- TEXT PROVIDED:

** BEGIN **

On these facts, the full value of the Weslaco property is assessable to Weslaco Development Committee, Inc., for 1977. In that connection article 7174, V.T.C.S., reads in part:

Each separate parcel of real property shall be valued at its true and full value in money, excluding the value of crops growing or ungathered thereon.

But even if there are facts of which we are unaware that would take the transaction with Weslaco Development Committee, Inc., out of the reach of sections 5 and 7 of article 11 of the Texas Constitution, we believe all the transactions which took place on February 1, 1977, would be held void, nevertheless. Section 3 of article 11 of the Constitution reads:

No . . . city . . . shall . . . become a subscriber to the capital of any private corporation or association, or make any appropriation or donation to the same, or in anywise loan its credit; . . ..

The city, the manufacturer, and the nonprofit corporation have constructed their contractual arrangements so as to allow the use of the city's credit for the benefit of the private corporation, and to secure for the manufacturer a donation of land from the city. The purpose of article 11, section 3 of the Constitution is to prevent such transactions. City of Cleburne v. Brown, 11 S.W. 404 (Tex. 1889); City of Cleburne v. Gulf, C. & S. F. Ry. Co., 1 S.W. 342 (Tex. 1886); Attorney General Opinion H-357 (1974).

** END **

- EXTRACTED DATA:
** BEGIN **

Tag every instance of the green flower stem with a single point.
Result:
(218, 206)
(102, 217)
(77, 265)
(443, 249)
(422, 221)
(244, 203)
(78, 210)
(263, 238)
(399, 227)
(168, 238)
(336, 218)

** END **

- AIM:
Answer these questions using the opinion on the Weslaco property:
1. According to article 7174, V.T.C.S., what value is excluded when a parcel of real property is valued?
2. On what date did the transactions that the opinion believes would be held void take place?
3. What do the contractual arrangements secure for the manufacturer?

- ANSWER TO THE TASK:
1. The value of crops growing or ungathered on the parcel.
2. February 1, 1977.
3. A donation of land from the city.